**SZCZEGÓŁY ZADANIA**
Czy możesz wiernie odtworzyć wszystkie poniższe wiersze, pomijając w odpowiedzi obrazy?

Fragment zbioru danych:
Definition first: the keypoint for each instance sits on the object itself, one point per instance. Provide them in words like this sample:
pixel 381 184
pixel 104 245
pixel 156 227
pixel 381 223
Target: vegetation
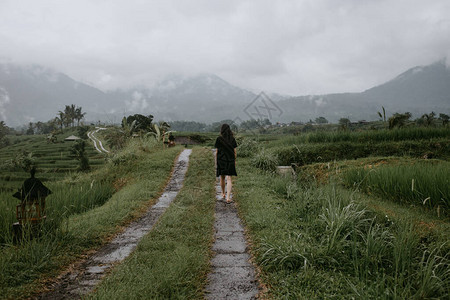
pixel 315 242
pixel 365 216
pixel 82 213
pixel 424 183
pixel 172 261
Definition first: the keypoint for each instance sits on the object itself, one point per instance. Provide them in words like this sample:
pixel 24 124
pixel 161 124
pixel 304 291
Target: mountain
pixel 35 93
pixel 205 98
pixel 419 90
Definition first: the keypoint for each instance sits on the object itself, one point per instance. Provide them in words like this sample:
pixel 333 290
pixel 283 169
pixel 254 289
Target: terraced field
pixel 53 160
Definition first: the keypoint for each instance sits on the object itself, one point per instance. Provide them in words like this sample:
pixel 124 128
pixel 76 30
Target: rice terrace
pixel 359 211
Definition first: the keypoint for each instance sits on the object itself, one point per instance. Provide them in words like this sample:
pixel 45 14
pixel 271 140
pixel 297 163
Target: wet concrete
pixel 83 278
pixel 232 275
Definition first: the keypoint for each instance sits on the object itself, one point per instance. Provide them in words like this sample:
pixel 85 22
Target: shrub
pixel 247 148
pixel 265 160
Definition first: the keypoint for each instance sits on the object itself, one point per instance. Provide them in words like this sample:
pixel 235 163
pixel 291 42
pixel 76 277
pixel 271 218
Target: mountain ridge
pixel 35 93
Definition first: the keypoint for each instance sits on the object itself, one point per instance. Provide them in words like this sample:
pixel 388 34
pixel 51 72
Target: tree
pixel 428 119
pixel 321 120
pixel 398 120
pixel 30 130
pixel 382 116
pixel 4 130
pixel 60 120
pixel 78 150
pixel 79 115
pixel 142 123
pixel 69 113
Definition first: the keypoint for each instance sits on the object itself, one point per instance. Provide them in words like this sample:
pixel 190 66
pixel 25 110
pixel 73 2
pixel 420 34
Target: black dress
pixel 225 157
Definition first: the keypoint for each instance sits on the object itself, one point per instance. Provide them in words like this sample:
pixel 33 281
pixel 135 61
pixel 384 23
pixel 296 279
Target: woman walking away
pixel 226 158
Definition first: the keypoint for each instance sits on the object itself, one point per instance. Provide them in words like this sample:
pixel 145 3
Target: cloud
pixel 295 47
pixel 4 99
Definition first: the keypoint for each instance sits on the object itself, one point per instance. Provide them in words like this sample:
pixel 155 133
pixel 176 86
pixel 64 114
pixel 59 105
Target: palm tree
pixel 399 120
pixel 429 118
pixel 79 115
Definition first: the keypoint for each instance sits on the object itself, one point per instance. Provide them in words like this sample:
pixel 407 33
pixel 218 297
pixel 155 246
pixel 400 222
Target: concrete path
pixel 83 278
pixel 232 276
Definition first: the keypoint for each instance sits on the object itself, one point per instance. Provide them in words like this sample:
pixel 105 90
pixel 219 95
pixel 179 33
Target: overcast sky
pixel 293 47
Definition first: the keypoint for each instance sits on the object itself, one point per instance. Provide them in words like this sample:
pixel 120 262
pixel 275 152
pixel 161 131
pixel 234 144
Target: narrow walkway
pixel 232 276
pixel 84 277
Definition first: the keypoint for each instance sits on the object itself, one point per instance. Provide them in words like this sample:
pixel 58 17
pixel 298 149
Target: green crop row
pixel 424 184
pixel 384 135
pixel 322 242
pixel 303 154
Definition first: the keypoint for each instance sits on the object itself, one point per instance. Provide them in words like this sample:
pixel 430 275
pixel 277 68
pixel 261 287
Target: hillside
pixel 419 90
pixel 35 93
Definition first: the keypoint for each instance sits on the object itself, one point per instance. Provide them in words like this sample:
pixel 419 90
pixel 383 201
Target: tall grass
pixel 423 184
pixel 172 261
pixel 308 153
pixel 322 242
pixel 81 214
pixel 384 135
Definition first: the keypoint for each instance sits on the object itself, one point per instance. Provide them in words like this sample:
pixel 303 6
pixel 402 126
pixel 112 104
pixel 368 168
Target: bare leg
pixel 229 186
pixel 222 185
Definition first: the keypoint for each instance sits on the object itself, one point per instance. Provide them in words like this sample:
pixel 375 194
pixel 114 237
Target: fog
pixel 289 47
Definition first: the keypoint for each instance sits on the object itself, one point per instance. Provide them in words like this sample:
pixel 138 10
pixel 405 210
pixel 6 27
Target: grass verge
pixel 25 267
pixel 322 241
pixel 172 261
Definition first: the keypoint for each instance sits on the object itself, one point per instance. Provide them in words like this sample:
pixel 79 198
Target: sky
pixel 292 47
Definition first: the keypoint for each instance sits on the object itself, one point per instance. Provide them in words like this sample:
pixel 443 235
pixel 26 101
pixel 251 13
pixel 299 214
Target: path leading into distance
pixel 232 275
pixel 84 276
pixel 97 143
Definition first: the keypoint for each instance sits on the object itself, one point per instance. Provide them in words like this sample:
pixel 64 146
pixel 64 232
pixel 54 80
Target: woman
pixel 226 158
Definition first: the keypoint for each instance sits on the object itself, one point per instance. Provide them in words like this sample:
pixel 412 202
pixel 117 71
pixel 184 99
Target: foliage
pixel 23 160
pixel 247 147
pixel 344 123
pixel 78 150
pixel 82 132
pixel 321 120
pixel 85 216
pixel 423 184
pixel 399 120
pixel 141 123
pixel 265 160
pixel 444 118
pixel 188 126
pixel 323 242
pixel 172 260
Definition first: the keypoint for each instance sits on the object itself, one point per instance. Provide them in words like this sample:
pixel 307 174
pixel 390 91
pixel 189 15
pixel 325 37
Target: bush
pixel 247 148
pixel 265 160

**WYNIK ZADANIA**
Definition first: the keypoint for each instance sits on the object itself, one point per instance. Provide them in words like this sample:
pixel 381 184
pixel 104 245
pixel 156 227
pixel 381 223
Target: vegetation
pixel 315 242
pixel 365 216
pixel 82 213
pixel 424 183
pixel 172 261
Definition first: the keypoint for each instance sits on the object itself, one point per instance. Provide them in words like this sample:
pixel 24 124
pixel 161 124
pixel 304 291
Target: mountain
pixel 35 93
pixel 205 98
pixel 419 90
Definition first: the keypoint for each instance sits on the object itself, one point per instance. Provide them in words like this sample:
pixel 333 290
pixel 283 169
pixel 254 289
Target: terraced field
pixel 53 160
Definition first: the keypoint for each instance sits on the object itself, one point per instance. Provide them in words like this sample:
pixel 124 128
pixel 76 30
Target: rice terrace
pixel 359 211
Definition first: the keypoint for each instance sits on the object itself, one point per instance. Provide them in words like this sample:
pixel 45 14
pixel 271 140
pixel 297 163
Target: wet concrete
pixel 83 278
pixel 232 275
Definition first: the keypoint for each instance sits on the object itself, one point per instance. Provide them in words like this sample:
pixel 85 22
Target: shrub
pixel 247 148
pixel 265 160
Definition first: the keypoint for each instance sits on the object itself, one point per instance. Provide them in words like this sample:
pixel 235 163
pixel 291 42
pixel 76 277
pixel 271 218
Target: mountain ridge
pixel 35 93
Definition first: the keypoint for each instance sits on the object itself, one point per instance. Provide them in words like this sample:
pixel 388 34
pixel 51 72
Target: tree
pixel 428 119
pixel 321 120
pixel 398 120
pixel 30 130
pixel 382 116
pixel 4 130
pixel 60 120
pixel 78 150
pixel 79 115
pixel 142 123
pixel 69 113
Definition first: the keypoint for each instance sits on the object itself, one point per instance. Provide them in words like this sample:
pixel 190 66
pixel 25 110
pixel 73 2
pixel 420 34
Target: black dress
pixel 225 157
Definition first: the keypoint for each instance sits on the object itself, one point per instance. Provide them in words like this sample:
pixel 33 281
pixel 135 61
pixel 384 23
pixel 296 279
Target: woman walking away
pixel 226 158
Definition first: the keypoint for each instance sits on the object itself, one point per instance. Provide them in words like this sample:
pixel 145 3
Target: cloud
pixel 295 47
pixel 4 99
Definition first: the keypoint for each instance sits on the object itself, one point per instance. Provide them in words like this sample:
pixel 155 133
pixel 176 86
pixel 64 114
pixel 59 105
Target: palm tree
pixel 399 120
pixel 429 118
pixel 79 115
Definition first: the keypoint for each instance sits on the object itself, one point per instance. Provide them in words like this sample:
pixel 407 33
pixel 218 297
pixel 155 246
pixel 400 222
Target: concrete path
pixel 83 278
pixel 232 276
Definition first: the keypoint for each instance sits on the object itself, one point per instance. Provide them in words like this sample:
pixel 105 90
pixel 219 95
pixel 179 33
Target: overcast sky
pixel 293 47
Definition first: the keypoint for each instance sits on the object itself, one point per instance. Provide them in words like this sample:
pixel 120 262
pixel 275 152
pixel 161 131
pixel 234 144
Target: narrow walkway
pixel 232 276
pixel 84 277
Definition first: the keypoint for each instance sits on the object itself, one point per instance. Provide them in words like this sample:
pixel 58 17
pixel 298 149
Target: green crop row
pixel 424 184
pixel 384 135
pixel 322 242
pixel 303 154
Definition first: the keypoint for each instance sits on the object itself, one point per instance. Provide them in words like this sample:
pixel 430 275
pixel 277 68
pixel 261 287
Target: hillside
pixel 419 90
pixel 35 93
Definition first: the keypoint for each instance sits on the object itself, one point per instance. Provide them in words like this sample:
pixel 419 90
pixel 383 201
Target: tall grass
pixel 423 184
pixel 172 261
pixel 308 153
pixel 322 242
pixel 81 214
pixel 384 135
Definition first: the keypoint for each instance sits on the object itself, one point per instance. Provide them in words like this sample:
pixel 303 6
pixel 402 126
pixel 112 104
pixel 368 168
Target: bare leg
pixel 229 186
pixel 222 185
Definition first: the keypoint for each instance sits on the object itself, one point per instance. Provide them in words like this sample:
pixel 375 194
pixel 114 237
Target: fog
pixel 289 47
Definition first: the keypoint for each instance sits on the object itself, one point per instance. Provide them in words like this sample:
pixel 138 10
pixel 405 210
pixel 6 27
Target: grass verge
pixel 25 267
pixel 322 241
pixel 172 261
Definition first: the keypoint for each instance sits on the object itself, one point per instance. Provide them in words like this sample:
pixel 79 198
Target: sky
pixel 292 47
Definition first: the keypoint for each instance sits on the object itself, one point per instance. Provide them in words like this sample:
pixel 443 235
pixel 26 101
pixel 251 13
pixel 299 214
Target: path leading into distance
pixel 232 275
pixel 84 276
pixel 97 143
Definition first: the keypoint for each instance sits on the object itself, one point per instance. Provide them in words like this sample:
pixel 64 146
pixel 64 232
pixel 54 80
Target: woman
pixel 226 158
Definition first: the keypoint for each instance sits on the object itself, one point per instance. Provide them in words like this sample:
pixel 412 202
pixel 117 71
pixel 184 99
Target: foliage
pixel 23 160
pixel 247 147
pixel 344 123
pixel 78 150
pixel 82 132
pixel 321 120
pixel 85 216
pixel 423 184
pixel 399 120
pixel 141 123
pixel 265 160
pixel 444 118
pixel 188 126
pixel 323 242
pixel 172 260
Definition first: the keypoint for each instance sits on the object itself, one point per instance. Provide them in words like this sample:
pixel 307 174
pixel 390 91
pixel 189 15
pixel 325 37
Target: bush
pixel 247 148
pixel 265 160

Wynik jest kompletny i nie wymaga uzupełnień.